PROBLEM :: Repeat every record below exactly as it appears.
——————————
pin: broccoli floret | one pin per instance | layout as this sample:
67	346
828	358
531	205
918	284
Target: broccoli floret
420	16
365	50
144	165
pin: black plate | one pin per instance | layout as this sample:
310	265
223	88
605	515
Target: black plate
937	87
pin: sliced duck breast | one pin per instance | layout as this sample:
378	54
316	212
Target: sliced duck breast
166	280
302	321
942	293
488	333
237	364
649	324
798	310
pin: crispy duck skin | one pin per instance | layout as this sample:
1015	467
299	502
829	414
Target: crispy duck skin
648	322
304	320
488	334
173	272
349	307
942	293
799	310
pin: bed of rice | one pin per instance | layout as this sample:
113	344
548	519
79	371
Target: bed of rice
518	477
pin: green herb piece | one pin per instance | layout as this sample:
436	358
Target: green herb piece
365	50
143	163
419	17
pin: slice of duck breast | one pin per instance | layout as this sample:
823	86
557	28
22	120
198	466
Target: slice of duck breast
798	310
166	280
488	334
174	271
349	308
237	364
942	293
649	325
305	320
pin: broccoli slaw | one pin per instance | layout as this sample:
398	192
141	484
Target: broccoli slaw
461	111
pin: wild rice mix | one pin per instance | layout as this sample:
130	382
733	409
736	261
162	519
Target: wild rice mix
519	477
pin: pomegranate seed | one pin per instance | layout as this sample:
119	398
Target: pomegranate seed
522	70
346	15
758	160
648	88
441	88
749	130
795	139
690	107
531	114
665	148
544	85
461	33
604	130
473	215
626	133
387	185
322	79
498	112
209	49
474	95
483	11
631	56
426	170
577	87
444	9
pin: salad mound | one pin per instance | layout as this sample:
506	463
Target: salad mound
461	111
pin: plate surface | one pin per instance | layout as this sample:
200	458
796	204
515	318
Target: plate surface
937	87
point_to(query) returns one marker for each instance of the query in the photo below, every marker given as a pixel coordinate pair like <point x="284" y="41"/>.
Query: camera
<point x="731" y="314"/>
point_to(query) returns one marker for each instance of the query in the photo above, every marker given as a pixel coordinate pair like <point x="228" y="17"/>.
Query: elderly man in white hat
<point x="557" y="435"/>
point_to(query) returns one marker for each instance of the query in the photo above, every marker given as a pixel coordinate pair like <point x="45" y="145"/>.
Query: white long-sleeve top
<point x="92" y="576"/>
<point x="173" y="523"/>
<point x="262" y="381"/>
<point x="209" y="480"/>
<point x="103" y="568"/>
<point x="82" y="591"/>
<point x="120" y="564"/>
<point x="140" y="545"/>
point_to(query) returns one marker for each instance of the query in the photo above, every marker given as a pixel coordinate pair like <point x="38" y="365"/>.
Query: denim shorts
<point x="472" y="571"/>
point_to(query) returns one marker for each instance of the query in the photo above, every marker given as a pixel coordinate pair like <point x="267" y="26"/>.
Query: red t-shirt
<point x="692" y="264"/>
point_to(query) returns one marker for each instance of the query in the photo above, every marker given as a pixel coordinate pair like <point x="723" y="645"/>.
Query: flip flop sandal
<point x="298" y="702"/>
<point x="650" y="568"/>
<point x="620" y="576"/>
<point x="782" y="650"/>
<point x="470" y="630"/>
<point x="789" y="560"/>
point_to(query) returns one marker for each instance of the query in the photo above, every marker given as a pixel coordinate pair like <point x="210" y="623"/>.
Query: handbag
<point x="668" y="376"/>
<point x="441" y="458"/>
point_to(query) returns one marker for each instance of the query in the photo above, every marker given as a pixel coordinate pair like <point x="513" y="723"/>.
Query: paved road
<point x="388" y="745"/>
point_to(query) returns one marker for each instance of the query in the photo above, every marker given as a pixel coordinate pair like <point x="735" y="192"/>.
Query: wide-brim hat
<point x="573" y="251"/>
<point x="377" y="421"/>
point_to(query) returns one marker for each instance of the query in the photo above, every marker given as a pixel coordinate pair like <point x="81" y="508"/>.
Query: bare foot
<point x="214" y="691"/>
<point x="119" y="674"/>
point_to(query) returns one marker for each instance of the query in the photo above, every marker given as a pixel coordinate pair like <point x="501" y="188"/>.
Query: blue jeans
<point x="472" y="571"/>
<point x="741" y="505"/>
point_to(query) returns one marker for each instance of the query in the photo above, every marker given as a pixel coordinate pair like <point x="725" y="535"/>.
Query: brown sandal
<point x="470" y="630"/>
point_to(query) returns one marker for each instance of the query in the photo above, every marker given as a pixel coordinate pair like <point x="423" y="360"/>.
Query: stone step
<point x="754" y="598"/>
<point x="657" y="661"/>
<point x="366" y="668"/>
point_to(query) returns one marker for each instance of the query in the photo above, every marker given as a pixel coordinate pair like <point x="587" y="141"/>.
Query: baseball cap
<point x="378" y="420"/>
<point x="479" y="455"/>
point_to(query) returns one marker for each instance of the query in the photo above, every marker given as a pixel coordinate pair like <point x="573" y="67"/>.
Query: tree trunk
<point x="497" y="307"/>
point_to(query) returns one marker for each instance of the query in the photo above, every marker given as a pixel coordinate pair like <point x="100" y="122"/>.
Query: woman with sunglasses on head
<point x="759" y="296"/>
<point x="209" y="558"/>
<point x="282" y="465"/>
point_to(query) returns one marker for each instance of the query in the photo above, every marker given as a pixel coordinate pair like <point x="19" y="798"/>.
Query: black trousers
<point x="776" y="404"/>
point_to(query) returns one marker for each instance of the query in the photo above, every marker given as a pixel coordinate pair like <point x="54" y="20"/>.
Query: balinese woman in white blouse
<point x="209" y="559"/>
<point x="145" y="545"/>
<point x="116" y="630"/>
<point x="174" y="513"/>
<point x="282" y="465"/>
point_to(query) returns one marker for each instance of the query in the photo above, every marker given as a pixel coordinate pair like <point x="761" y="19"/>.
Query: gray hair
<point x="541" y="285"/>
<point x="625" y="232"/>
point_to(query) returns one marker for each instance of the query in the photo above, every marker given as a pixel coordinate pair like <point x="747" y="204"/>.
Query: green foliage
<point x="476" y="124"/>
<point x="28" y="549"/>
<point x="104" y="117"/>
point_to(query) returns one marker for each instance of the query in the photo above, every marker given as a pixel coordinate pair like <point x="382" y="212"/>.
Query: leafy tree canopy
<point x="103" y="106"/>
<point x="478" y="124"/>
——————————
EXERCISE RESPONSE ::
pin: broccoli floret | one pin per instance | layout as this sample:
67	346
828	358
531	205
918	284
Target: broccoli floret
420	16
365	50
144	165
pin: black plate | one pin per instance | layout as this sample:
310	265
223	88
605	515
Target: black plate
937	87
pin: sliced duck breast | one pin per instance | layout as this sample:
378	54
316	212
Target: sliced duck breast
166	280
302	321
942	293
488	333
237	364
649	324
798	310
pin: crispy duck skin | one pin per instance | layout as this sample:
1015	467
299	502
829	414
Target: crispy duck skin
648	322
304	320
488	334
173	272
349	307
942	293
799	310
pin: bed of rice | one pin per instance | layout as this sample:
113	344
548	519
79	371
Target: bed of rice
518	477
pin: green herb piece | one pin per instance | layout as this sample:
436	358
Target: green herb piece
365	50
143	163
419	17
pin: slice of duck breast | one pin per instance | layout as this sample:
823	86
557	28
22	120
198	466
Target: slice of duck breast
798	310
166	280
488	334
174	271
349	308
237	364
942	293
649	325
305	320
pin: broccoli slaw | one pin per instance | layout as this sample:
398	192
141	484
Target: broccoli slaw
461	111
pin: wild rice mix | one pin per instance | layout as this sample:
130	382
733	409
736	261
162	519
Target: wild rice mix
519	477
pin: pomegranate seed | one pin per instance | layout as this sample:
119	398
Target: pomegranate seed
522	70
346	15
758	160
648	88
441	88
749	130
795	139
690	107
531	114
665	148
544	85
461	33
604	130
473	215
626	133
387	185
322	79
498	112
209	49
474	95
483	11
631	56
426	170
577	87
444	9
pin: salad mound | one pin per instance | layout as this sample:
506	463
Target: salad mound
461	111
pin: plate surface | one pin per instance | layout as this sample:
200	458
796	204
515	318
Target: plate surface
937	87
point_to(query) returns one marker for each instance of the query in the photo below, every marker given as a pixel coordinate pair like <point x="284" y="41"/>.
Query: camera
<point x="731" y="314"/>
point_to(query) returns one marker for each instance of the query in the photo above, every marker given as a pixel coordinate pair like <point x="228" y="17"/>.
Query: elderly man in white hat
<point x="557" y="435"/>
point_to(query) returns one marker for each instance of the query in the photo above, every marker given as a pixel coordinate pair like <point x="45" y="145"/>.
Query: white long-sleeve top
<point x="92" y="576"/>
<point x="173" y="523"/>
<point x="262" y="381"/>
<point x="209" y="480"/>
<point x="103" y="568"/>
<point x="82" y="591"/>
<point x="120" y="564"/>
<point x="140" y="545"/>
point_to(query) returns one marker for each instance of the query in the photo above, every marker given as a pixel coordinate pair like <point x="38" y="365"/>.
Query: denim shorts
<point x="472" y="571"/>
point_to(query) returns one marker for each instance of the query in the photo above, every marker given as a pixel coordinate pair like <point x="267" y="26"/>.
Query: red t-shirt
<point x="692" y="264"/>
point_to(query) returns one marker for each instance of the query in the photo above, every marker given as a pixel coordinate pair like <point x="723" y="645"/>.
Query: flip flop sandal
<point x="298" y="702"/>
<point x="650" y="568"/>
<point x="620" y="576"/>
<point x="782" y="650"/>
<point x="470" y="630"/>
<point x="789" y="560"/>
point_to(query) returns one marker for each instance of the query in the photo above, every marker given as a pixel coordinate pair like <point x="210" y="623"/>.
Query: handbag
<point x="668" y="376"/>
<point x="441" y="458"/>
point_to(query) returns one marker for each instance of the query in the photo above, every marker given as a pixel coordinate pair like <point x="513" y="723"/>.
Query: paved road
<point x="388" y="745"/>
point_to(query) returns one marker for each instance of the query in the photo above, every marker given as a pixel coordinate pair like <point x="735" y="192"/>.
Query: wide-brim hat
<point x="573" y="251"/>
<point x="377" y="421"/>
point_to(query) returns one marker for each instance of the query in the photo above, every marker given as a pixel coordinate pair like <point x="81" y="508"/>.
Query: bare foot
<point x="214" y="691"/>
<point x="119" y="674"/>
point_to(query) returns one marker for each instance of the query in the photo above, every marker given as a pixel coordinate pair like <point x="501" y="188"/>.
Query: blue jeans
<point x="472" y="571"/>
<point x="741" y="505"/>
point_to(query) returns one marker for each instance of the query in the photo above, every marker given as a pixel coordinate pair like <point x="725" y="535"/>.
Query: brown sandal
<point x="470" y="630"/>
point_to(query) returns one marker for each instance of the query in the photo above, every marker given as a pixel coordinate pair like <point x="423" y="360"/>.
Query: stone step
<point x="754" y="598"/>
<point x="657" y="661"/>
<point x="366" y="668"/>
point_to(query) returns one marker for each instance of the query in the photo above, every marker given as a pixel coordinate pair like <point x="587" y="141"/>.
Query: baseball cap
<point x="378" y="420"/>
<point x="479" y="455"/>
point_to(query) returns one marker for each instance of the query in the photo above, every marker given as a pixel coordinate pair like <point x="573" y="67"/>.
Query: tree trunk
<point x="497" y="307"/>
point_to(query) returns one marker for each instance of the query in the photo above, every marker given as a pixel coordinate pair like <point x="100" y="122"/>.
Query: woman with sunglasses on head
<point x="759" y="296"/>
<point x="209" y="558"/>
<point x="282" y="465"/>
point_to(query) returns one marker for each instance of the query in the photo above, every marker given as a pixel coordinate pair like <point x="19" y="798"/>.
Query: black trousers
<point x="776" y="404"/>
point_to(query) returns one marker for each instance of the query in the photo above, every marker given as a pixel coordinate pair like <point x="54" y="20"/>.
Query: balinese woman in white blouse
<point x="209" y="559"/>
<point x="145" y="545"/>
<point x="116" y="630"/>
<point x="174" y="513"/>
<point x="282" y="465"/>
point_to(query) returns one marker for each instance of the query in the photo above, every marker given as a pixel coordinate pair like <point x="761" y="19"/>.
Query: gray hair
<point x="541" y="285"/>
<point x="625" y="232"/>
point_to(query) returns one marker for each instance of the query in the photo above, every marker given as a pixel coordinate pair like <point x="747" y="204"/>.
Query: green foliage
<point x="476" y="124"/>
<point x="28" y="549"/>
<point x="104" y="117"/>
point_to(query) returns one marker for each instance of the query in the photo above, every marker given as a pixel coordinate pair like <point x="382" y="212"/>.
Query: leafy tree canopy
<point x="103" y="106"/>
<point x="478" y="124"/>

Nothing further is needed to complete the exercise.